_What you will do_.
Extend the forum thread below on whether a Chinese algae eater will eat cherry shrimp, carrying on from the point where it stops.

_Supplied passage_.
--*--

# Will a chinese algae eater eat cherry's?



## AlexPerez (Jan 25, 2004)

I'm not sure about the CAE going after the shrimp,
but the cherry barbs might.

Regards, 
Alex


----------



## newshound (May 9, 2005)

CAE are nasty little suckers. I don't know about the shrimp but I'd assume the worst. The size of the CAE is also a factor.


----------



## TheOtherGeoff (Feb 11, 2003)

its fairly small...only about 2 inches or so. it has never bothered anything even when it was in my parents tank. it was filled with tetras, gouramis and a betta. could have cared less. he doesnt mess with the barbs either but they could be a problem as they try to eat everything in the tank thats comes floating about. maybe its not a good idea anyway.


----------



## elihanover (May 15, 2008)

--*--

_Listed records_.
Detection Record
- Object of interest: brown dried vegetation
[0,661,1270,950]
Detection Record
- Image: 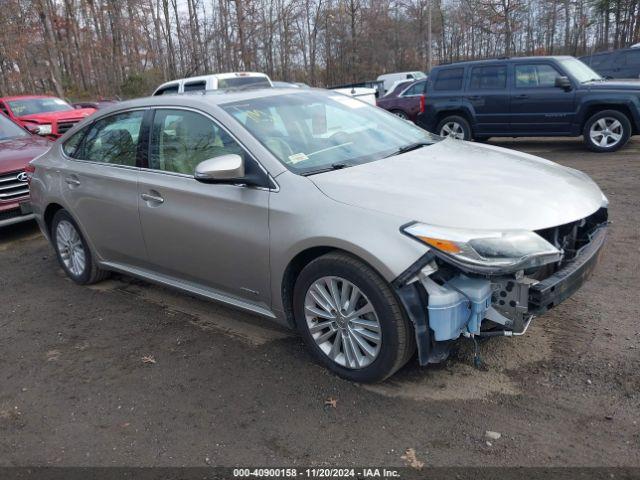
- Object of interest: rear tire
[582,110,631,153]
[51,210,110,285]
[436,115,472,140]
[293,252,415,383]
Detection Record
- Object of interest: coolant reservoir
[421,275,491,342]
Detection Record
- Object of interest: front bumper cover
[392,223,608,365]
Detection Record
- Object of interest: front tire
[436,115,472,140]
[582,110,631,152]
[51,210,109,285]
[293,252,415,383]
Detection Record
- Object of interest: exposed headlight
[34,124,51,135]
[403,223,563,273]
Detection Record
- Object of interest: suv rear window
[433,68,464,90]
[184,80,207,92]
[469,65,507,90]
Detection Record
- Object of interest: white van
[153,72,273,96]
[377,71,427,93]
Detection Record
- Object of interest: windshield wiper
[385,142,433,158]
[302,162,352,177]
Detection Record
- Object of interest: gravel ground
[0,138,640,466]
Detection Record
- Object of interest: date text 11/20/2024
[233,468,400,478]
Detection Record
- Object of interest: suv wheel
[391,110,409,120]
[293,253,415,383]
[51,210,109,285]
[436,115,471,140]
[582,110,631,152]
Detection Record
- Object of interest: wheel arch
[580,103,640,135]
[433,107,475,133]
[280,245,400,328]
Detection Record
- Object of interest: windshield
[8,97,73,117]
[218,76,271,88]
[0,113,29,142]
[222,91,439,175]
[560,58,603,83]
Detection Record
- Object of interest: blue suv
[416,56,640,152]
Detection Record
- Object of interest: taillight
[24,162,36,183]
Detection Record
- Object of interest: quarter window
[515,64,560,88]
[433,68,464,90]
[79,110,144,167]
[402,82,425,97]
[149,109,247,175]
[469,65,507,90]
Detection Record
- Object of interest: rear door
[510,62,576,136]
[60,109,148,266]
[465,63,510,135]
[138,108,271,311]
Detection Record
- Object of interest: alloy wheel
[56,220,87,277]
[440,122,464,140]
[589,117,624,148]
[304,276,382,369]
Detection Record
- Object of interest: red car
[0,95,96,140]
[0,114,51,227]
[376,79,427,122]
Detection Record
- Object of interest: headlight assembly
[402,223,563,273]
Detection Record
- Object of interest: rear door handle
[140,190,164,205]
[64,175,80,187]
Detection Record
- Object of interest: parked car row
[377,56,640,152]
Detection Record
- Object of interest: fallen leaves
[324,397,338,408]
[142,355,156,364]
[400,448,424,470]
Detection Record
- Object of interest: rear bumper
[529,224,607,315]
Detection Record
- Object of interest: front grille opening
[0,170,29,202]
[536,207,609,261]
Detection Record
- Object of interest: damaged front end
[393,207,608,365]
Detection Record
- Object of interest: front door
[60,110,146,266]
[511,63,576,136]
[138,109,270,311]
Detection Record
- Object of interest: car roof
[0,95,58,102]
[92,87,310,116]
[433,55,575,69]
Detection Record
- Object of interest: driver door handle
[140,192,164,204]
[64,175,80,187]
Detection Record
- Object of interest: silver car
[30,89,607,382]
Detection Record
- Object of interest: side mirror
[556,77,572,90]
[194,154,244,183]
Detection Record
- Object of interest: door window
[149,109,246,175]
[79,110,145,167]
[469,65,507,90]
[433,68,464,90]
[515,64,560,88]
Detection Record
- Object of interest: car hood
[18,108,96,123]
[0,135,52,175]
[308,140,605,230]
[584,79,640,92]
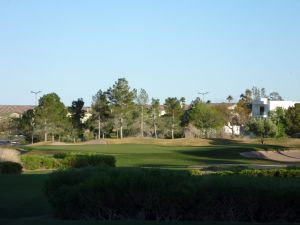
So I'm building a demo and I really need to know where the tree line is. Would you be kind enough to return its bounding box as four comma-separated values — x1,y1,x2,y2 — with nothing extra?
0,78,300,142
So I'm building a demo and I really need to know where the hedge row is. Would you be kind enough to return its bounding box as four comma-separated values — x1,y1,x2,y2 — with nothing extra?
191,168,300,178
45,168,300,222
0,162,23,174
21,154,116,170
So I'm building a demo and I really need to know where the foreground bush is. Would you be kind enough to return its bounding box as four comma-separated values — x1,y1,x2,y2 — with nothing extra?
45,168,300,222
191,168,300,178
21,155,62,170
21,153,116,170
0,148,20,163
0,162,23,174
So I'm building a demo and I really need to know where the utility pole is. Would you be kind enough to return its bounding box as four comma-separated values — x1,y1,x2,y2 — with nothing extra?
198,92,209,103
31,91,42,106
30,91,42,144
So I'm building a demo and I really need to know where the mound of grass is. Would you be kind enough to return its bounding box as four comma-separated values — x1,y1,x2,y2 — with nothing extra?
45,168,300,222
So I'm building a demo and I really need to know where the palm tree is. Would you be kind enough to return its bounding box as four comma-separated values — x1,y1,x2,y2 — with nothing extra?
227,95,233,103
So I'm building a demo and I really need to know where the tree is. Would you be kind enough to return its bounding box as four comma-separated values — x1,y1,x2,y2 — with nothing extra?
227,95,233,103
189,103,225,138
246,118,276,144
107,78,135,138
214,104,240,138
269,107,287,137
136,89,149,137
164,98,183,139
269,91,283,101
150,98,160,139
18,109,35,144
92,90,111,139
234,89,253,127
35,93,67,141
69,98,85,142
286,104,300,135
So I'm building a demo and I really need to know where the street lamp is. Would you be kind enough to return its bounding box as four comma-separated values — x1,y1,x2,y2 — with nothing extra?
198,92,209,103
31,91,42,106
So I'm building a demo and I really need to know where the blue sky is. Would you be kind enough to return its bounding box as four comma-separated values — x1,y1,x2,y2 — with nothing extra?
0,0,300,105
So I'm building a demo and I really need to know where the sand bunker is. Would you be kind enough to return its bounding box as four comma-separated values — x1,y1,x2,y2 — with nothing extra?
241,150,300,162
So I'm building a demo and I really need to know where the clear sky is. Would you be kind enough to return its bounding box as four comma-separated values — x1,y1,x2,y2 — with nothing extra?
0,0,300,105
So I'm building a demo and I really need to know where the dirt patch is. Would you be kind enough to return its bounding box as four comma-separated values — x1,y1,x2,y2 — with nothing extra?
241,150,300,163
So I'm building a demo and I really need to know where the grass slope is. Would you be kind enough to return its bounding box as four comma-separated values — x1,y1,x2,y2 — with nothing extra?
26,143,286,168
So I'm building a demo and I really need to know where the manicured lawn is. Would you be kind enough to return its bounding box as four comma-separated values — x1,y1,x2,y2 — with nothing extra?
0,142,300,225
22,144,282,168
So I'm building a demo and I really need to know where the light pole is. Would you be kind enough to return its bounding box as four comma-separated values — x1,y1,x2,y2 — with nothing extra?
198,92,209,103
31,91,42,106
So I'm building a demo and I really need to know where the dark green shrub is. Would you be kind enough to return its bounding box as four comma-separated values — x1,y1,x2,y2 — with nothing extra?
62,154,116,168
21,155,62,170
45,168,300,222
239,168,300,178
53,153,70,159
0,162,23,174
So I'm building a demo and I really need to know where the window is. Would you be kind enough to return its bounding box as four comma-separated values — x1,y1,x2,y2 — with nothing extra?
259,106,265,116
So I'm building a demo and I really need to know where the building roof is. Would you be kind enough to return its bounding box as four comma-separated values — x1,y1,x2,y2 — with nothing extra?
0,105,34,116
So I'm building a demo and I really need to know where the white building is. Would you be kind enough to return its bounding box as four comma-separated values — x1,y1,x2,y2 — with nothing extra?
252,98,300,118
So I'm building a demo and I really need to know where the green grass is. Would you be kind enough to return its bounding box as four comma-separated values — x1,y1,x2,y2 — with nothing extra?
22,144,282,168
0,143,300,225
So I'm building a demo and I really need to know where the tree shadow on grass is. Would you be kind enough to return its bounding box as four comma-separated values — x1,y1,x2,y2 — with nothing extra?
209,138,288,150
172,146,274,164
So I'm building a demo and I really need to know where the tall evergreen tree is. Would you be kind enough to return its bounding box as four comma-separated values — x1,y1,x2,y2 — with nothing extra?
92,90,110,139
150,98,160,139
69,98,85,142
107,78,135,138
35,93,67,141
136,89,149,137
164,98,183,139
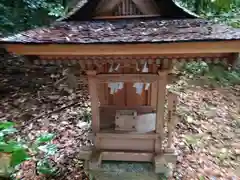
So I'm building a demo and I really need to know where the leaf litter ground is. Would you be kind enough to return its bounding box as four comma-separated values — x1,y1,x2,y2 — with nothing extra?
0,59,240,180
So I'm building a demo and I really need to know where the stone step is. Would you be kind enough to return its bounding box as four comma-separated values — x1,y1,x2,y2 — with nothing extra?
89,161,165,180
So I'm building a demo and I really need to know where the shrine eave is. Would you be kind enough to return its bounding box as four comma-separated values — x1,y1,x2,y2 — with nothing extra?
0,18,240,44
4,40,240,56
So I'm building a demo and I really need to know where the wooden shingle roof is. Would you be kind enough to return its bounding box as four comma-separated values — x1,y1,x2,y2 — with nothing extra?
0,18,240,44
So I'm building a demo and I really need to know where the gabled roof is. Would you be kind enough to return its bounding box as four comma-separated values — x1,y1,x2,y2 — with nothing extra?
59,0,198,21
0,0,240,44
0,18,240,44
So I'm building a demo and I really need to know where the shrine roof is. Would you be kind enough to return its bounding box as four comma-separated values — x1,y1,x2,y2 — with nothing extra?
0,17,240,44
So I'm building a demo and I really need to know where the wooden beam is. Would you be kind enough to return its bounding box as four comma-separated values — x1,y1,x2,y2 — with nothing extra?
102,151,154,162
93,14,160,19
97,74,158,83
132,0,160,15
97,131,156,140
5,40,240,56
87,71,100,133
167,92,177,150
155,73,168,153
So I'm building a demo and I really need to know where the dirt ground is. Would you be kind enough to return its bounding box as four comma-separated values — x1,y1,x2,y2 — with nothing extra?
0,56,240,180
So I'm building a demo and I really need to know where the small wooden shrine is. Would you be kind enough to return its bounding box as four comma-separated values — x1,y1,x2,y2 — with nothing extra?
0,0,240,176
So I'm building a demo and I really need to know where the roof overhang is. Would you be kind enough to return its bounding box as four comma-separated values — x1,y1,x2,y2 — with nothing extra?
3,40,240,56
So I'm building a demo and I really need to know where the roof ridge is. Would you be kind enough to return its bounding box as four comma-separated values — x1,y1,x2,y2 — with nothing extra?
57,0,88,21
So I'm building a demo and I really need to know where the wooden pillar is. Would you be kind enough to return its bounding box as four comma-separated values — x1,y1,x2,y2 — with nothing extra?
167,92,177,150
87,71,100,134
155,72,168,153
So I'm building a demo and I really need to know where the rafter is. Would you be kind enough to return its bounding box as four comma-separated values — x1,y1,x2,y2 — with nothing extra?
132,0,159,15
96,0,159,16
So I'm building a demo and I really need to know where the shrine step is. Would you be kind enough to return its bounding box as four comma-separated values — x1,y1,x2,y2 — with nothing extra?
89,161,160,180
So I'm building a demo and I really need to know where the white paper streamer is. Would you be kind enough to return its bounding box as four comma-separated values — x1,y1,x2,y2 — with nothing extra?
133,62,150,95
108,64,124,94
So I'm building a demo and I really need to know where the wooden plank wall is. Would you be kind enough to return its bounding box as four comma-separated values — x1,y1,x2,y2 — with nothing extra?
96,64,160,107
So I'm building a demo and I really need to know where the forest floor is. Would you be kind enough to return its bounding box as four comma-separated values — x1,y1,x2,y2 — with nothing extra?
0,56,240,180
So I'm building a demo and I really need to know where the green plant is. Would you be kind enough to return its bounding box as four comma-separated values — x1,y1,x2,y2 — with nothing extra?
182,61,209,75
0,122,57,177
0,122,29,177
30,133,58,176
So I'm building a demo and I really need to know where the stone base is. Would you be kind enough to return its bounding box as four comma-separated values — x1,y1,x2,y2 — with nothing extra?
82,151,177,180
86,162,159,180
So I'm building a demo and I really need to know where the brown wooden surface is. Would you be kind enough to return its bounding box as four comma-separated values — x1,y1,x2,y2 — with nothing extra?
4,40,240,56
155,73,168,153
102,151,154,162
87,71,100,133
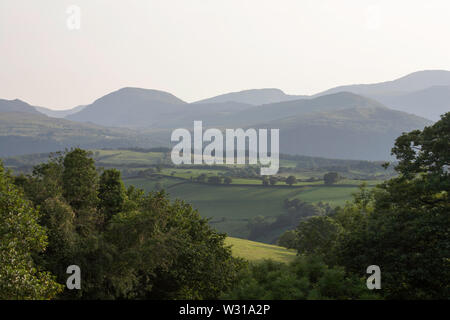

--*--

_The answer_.
Any thoughts on the CAE with shrimp?


----------



## jmhart (Mar 14, 2008)

The CAE will eat juvie shrimp. The CAE may be small now, but he's gonna get big, and he's gonna munch, not on adults, but any babies.


----------



## lauraleellbp (Feb 3, 2008)

IME a CAE will murder anything in a tank it doesn't eat once it grows up.


----------



## defiant (Dec 1, 2009)

if the CAE is the same as the Siamease Algae Eater then yes cause i seen my SAE's eat some baby shrimp so i took them out and put them in my pond.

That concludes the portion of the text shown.